Task goal: Copy out the lines below exactly, keeping every character as it appears.

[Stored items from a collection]
--*--

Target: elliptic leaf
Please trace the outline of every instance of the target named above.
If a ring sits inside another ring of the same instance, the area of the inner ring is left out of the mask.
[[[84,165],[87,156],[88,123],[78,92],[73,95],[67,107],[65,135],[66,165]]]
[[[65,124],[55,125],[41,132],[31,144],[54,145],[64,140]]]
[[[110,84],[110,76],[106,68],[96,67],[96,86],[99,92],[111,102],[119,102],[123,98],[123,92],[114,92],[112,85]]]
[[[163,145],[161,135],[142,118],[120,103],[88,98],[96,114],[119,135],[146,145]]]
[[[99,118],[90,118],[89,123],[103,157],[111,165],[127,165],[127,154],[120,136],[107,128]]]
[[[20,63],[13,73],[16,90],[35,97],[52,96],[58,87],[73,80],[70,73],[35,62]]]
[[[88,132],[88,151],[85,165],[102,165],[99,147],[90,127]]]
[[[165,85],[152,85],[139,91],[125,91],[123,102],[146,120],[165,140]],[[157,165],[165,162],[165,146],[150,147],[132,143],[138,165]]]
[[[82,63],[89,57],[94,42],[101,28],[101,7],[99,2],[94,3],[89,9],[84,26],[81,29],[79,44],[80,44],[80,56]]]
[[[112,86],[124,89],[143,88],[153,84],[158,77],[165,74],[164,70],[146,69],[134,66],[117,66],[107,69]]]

--*--

Response to the task:
Target: elliptic leaf
Please trace the outline of every instance of the target named above.
If a ring sits inside another ring of the same instance, the area of the inner ring is left out of the mask.
[[[84,165],[87,156],[88,123],[78,92],[73,95],[67,107],[65,135],[66,165]]]
[[[65,124],[55,125],[41,132],[31,144],[54,145],[64,140]]]
[[[110,84],[110,76],[106,68],[96,67],[96,86],[99,92],[111,102],[119,102],[123,98],[123,92],[114,92],[112,85]]]
[[[163,145],[161,135],[142,118],[120,103],[88,98],[96,114],[119,135],[146,145]]]
[[[99,118],[90,118],[89,123],[103,157],[111,165],[127,165],[127,154],[120,136],[107,128]]]
[[[20,63],[13,73],[16,90],[35,97],[52,96],[58,87],[73,80],[70,73],[35,62]]]
[[[88,132],[88,151],[85,165],[102,165],[99,147],[90,127]]]
[[[165,85],[152,85],[139,91],[125,91],[123,102],[146,120],[165,140]],[[157,165],[165,162],[165,146],[150,147],[132,143],[138,165]]]
[[[82,63],[89,57],[94,42],[101,28],[101,7],[99,2],[94,3],[89,9],[84,26],[81,29],[79,44],[80,44],[80,56]]]
[[[112,86],[124,89],[143,88],[153,84],[158,77],[165,74],[164,70],[146,69],[134,66],[117,66],[107,69]]]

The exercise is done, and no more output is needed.